Source document —

· · · · ·

Posts Tagged ‘Richard Brautigan’

On living in a bubble

April 15, 2017

I think I was probably a fully paid-up hippy in the 1970s, and that means I read quite a bit of what I suppose must be hippy-lit in those days, too, writers like Richard Brautigan, Jack Kerouac and William Burroughs, as well as others like Hermann Hesse who, though not hippies themselves, were adopted by them. One book I’ve hung on to since then – Another Roadside Attraction, by Tom Robbins – I’ve just been back to, for some reason, probably the trippy cover, I suppose. And it’s got me thinking…

I enjoyed the book back then, read it twice according to my back-page notes. This time around it was just ever so faded, dull, not boring but I didn’t really care whether I finished it or not: I’d out-grown it. And I’ve written before about this idea, too. It’s an amusing tale, full of zany characters and outlandish events, plenty of sex, drugs, music and anarchy, the kind of things I suppose I aspired to way back then.

I found myself realising how much of a bubble I lived in then, still do now, and thought that perhaps actually we all do, in our different ways. Here was a novel in which nobody did anyone any harm, everyone strove for pleasure and a happy life free of restrictions – what’s not to like? Except, of course, that there were plenty of people then who didn’t like such ideas, such freedom, such lifestyles: think of the ending of the film Easy Rider.

We all discover the things, places, people and pastimes that we enjoy and find superior to others; this allows us to look down on and make judgements about those who have different preferences. I don’t read chick lit, war novels, westerns, fantasy, novels about sport or horse-racing; I read proper literature, novels from other cultures, the classics, dammit! And when you realise that the entire world is actually fragmented into uncounted numbers of subgroups in terms of so many things – literature, food, drink, television, religion, politics, then you realise just how hard it would actually be to get enough people to agree on enough things to actually make any positive changes in the world we all share. I’ve read plenty of dystopian novels about overpopulation, pollution, climate change… most people haven’t, and probably don’t give a monkeys.

And this is where I find myself getting political, and remembering that feminist slogan from the 1970s: the personal is political. We all make choices, and choices have consequences. It serves the needs and continuation of the current system very well that we all live in our own little bubbles, that we all belong to so many subgroups according to our particular concerns, and that we don’t come together to make a bigger challenge to the status quo: divide and conquer, as the Romans realised a very long time ago.

Back to my hippy novels – which I’m revisiting prior to the next clear-out, I think – whilst I don’t actually think many people at all would disagree with the idea that we should all be nice to each other, not fight wars, enjoy ourselves, be nice to the world and cherish our environment, there are few places for ordinary people to discover that about each other or to share what they really believe in. Mass communications and the media are in the business of keeping us separate, individual. Ray Bradbury’s short story The Pedestrian is our scary world: utopia is a lot further away than I imagined.

· · · · ·

Listed records —
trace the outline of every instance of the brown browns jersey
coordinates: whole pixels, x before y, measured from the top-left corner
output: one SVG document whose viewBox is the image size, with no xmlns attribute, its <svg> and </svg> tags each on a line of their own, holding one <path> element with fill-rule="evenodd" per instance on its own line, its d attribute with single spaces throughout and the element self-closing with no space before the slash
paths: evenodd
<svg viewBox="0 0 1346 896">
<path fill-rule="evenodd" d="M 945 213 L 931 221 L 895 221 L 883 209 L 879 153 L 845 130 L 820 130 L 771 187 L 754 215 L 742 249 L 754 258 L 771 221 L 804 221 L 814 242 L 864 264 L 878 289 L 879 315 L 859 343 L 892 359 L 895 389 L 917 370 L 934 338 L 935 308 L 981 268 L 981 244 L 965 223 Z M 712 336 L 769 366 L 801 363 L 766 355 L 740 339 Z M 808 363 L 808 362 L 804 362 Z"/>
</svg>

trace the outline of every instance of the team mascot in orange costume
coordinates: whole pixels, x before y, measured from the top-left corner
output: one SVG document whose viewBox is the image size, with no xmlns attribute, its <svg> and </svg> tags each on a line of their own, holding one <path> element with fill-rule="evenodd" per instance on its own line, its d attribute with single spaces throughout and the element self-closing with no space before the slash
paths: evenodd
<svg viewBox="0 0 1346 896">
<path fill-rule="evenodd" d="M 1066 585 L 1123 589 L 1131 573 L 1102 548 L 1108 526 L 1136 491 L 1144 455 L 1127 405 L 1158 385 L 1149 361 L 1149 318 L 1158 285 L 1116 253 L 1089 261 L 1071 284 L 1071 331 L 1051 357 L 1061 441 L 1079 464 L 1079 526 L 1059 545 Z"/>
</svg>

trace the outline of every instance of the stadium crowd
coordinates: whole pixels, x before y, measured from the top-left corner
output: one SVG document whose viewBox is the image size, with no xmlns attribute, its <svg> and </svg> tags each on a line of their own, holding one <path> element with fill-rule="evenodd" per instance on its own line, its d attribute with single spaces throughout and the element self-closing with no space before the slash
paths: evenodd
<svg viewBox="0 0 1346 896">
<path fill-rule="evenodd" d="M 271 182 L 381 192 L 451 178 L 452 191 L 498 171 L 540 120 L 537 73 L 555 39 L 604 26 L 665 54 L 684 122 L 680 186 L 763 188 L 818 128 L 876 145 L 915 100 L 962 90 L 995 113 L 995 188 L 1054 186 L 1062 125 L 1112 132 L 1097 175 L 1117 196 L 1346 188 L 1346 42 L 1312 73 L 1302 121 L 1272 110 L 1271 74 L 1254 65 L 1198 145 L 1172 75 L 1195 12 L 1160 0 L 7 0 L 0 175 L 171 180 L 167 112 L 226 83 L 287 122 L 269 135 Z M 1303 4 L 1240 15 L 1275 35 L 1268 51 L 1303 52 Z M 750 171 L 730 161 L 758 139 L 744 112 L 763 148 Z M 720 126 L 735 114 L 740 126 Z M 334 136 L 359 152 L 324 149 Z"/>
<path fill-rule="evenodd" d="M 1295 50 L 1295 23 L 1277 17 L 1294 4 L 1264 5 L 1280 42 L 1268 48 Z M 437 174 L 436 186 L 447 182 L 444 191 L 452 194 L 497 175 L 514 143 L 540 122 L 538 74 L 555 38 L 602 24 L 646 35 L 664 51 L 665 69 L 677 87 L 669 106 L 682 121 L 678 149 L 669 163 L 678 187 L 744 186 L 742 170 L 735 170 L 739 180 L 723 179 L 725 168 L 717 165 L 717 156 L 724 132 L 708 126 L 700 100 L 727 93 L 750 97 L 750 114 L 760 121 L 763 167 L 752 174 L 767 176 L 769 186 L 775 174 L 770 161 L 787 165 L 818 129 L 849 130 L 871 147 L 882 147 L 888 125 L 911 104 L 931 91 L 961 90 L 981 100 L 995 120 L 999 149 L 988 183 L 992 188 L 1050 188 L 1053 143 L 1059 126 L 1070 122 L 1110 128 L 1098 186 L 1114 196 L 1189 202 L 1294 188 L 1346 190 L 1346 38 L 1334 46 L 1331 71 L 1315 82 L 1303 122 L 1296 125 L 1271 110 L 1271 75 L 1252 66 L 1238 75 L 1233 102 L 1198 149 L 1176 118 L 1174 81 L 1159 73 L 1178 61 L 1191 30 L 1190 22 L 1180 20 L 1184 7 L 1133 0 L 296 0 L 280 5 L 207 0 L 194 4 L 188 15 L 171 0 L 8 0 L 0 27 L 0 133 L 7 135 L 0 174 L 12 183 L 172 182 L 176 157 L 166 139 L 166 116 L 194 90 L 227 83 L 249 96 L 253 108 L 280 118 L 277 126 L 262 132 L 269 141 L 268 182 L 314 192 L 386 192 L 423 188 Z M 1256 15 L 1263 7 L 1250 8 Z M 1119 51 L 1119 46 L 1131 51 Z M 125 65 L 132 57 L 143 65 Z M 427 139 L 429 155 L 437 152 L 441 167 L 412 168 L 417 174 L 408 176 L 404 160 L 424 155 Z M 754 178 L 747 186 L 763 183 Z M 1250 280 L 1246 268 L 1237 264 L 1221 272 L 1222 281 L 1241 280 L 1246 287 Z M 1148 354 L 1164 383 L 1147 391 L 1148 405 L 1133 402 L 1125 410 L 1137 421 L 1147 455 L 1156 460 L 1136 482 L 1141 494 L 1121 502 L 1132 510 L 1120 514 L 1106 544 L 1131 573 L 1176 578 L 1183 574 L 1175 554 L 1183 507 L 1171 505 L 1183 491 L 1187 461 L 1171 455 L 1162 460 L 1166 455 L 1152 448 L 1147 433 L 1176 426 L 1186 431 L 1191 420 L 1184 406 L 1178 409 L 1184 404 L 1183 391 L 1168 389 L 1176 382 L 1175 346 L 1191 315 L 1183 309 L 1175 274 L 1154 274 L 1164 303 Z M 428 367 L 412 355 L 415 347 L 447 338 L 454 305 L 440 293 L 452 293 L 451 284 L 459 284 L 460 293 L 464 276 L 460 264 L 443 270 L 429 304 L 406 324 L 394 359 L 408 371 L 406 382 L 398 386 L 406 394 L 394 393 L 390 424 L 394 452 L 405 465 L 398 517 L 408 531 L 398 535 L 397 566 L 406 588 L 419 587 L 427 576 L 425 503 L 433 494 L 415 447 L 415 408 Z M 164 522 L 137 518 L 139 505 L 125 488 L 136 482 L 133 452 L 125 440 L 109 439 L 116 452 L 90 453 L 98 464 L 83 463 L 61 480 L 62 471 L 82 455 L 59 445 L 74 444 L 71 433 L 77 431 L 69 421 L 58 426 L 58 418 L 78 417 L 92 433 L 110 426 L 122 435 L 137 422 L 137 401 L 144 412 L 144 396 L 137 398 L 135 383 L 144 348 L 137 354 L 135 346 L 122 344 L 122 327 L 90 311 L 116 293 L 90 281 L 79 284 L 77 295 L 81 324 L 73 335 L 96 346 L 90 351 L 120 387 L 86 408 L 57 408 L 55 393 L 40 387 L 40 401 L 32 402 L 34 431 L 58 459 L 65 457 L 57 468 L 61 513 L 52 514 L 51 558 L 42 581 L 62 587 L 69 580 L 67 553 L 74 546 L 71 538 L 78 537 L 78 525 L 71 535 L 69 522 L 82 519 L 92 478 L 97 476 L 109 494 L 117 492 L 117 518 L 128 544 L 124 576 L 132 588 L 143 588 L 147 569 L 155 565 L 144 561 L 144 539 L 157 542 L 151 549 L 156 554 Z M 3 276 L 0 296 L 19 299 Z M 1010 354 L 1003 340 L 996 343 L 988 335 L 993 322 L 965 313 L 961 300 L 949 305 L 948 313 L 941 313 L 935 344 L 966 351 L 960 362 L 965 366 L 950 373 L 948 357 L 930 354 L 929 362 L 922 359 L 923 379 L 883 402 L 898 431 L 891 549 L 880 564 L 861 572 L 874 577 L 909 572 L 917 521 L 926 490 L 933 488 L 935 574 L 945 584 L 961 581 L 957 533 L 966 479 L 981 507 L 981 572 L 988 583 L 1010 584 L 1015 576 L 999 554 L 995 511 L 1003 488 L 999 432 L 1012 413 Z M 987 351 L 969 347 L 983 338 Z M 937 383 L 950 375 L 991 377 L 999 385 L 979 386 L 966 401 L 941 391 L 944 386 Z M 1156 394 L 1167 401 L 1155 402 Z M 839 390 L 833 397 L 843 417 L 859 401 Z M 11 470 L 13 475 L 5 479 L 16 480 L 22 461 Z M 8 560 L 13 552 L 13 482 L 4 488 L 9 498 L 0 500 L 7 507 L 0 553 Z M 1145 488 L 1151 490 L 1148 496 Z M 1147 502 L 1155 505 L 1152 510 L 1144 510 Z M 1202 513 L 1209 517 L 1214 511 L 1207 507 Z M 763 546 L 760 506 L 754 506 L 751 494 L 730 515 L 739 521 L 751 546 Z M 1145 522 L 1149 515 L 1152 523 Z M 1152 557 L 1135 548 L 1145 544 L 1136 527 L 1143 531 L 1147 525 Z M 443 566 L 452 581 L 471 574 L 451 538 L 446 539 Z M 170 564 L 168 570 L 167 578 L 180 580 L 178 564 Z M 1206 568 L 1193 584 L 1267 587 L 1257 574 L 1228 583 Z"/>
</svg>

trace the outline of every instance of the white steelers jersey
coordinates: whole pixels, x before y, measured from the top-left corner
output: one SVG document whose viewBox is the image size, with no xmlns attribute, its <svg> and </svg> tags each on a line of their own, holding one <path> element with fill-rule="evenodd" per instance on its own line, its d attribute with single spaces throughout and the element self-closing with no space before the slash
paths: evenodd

· · · · ·

The tasks —
a) Please answer these questions from the blog post on living in a bubble:
(i) Which Tom Robbins novel has the writer kept since the 1970s?
(ii) What feminist slogan from the 1970s does the writer recall?
(iii) Which Ray Bradbury short story is called "our scary world"?
b) Go on with the blog post on living in a bubble, starting after its final sentence.
The material has a different source from the blog post.

Responses to the exercise —
a)
(i) Another Roadside Attraction
(ii) The personal is political.
(iii) The Pedestrian

b)
American literature and me

August 28, 2015

American literature was part of my study syllabus at university, and I remember enjoying it very much, at times more than the Eng Lit I was also reading, but I cannot now remember why, apart from the lifelong love of Mark Twain it gave me. I liked his adventurous and pioneering life, his wide-roaming travels, and the ways in which he brought his own childhood to life in The Adventures of Tom Sawyer and The Adventures of Huckleberry Finn. One got a sense of the relative innocence of the times, and the incredible freedom available then, too. I taught Tom Sawyer whenever I could at school, and I think my pupils enjoyed it mostly, identifying with the adventures, the rebellion, the dangers and the finding of a fortune.

It’s the American Dream, par excellence, of course, in the days when perhaps it still was available to everyone; Huck’s decision to light out for the territory is an astonishing breath of freedom and escape from a stifling world. Twain also conveys his love for the physical landscape and the vastness of the United States: Life on the Mississippi is his tribute, and I can thoroughly recommend the excellent Librivox recording of it.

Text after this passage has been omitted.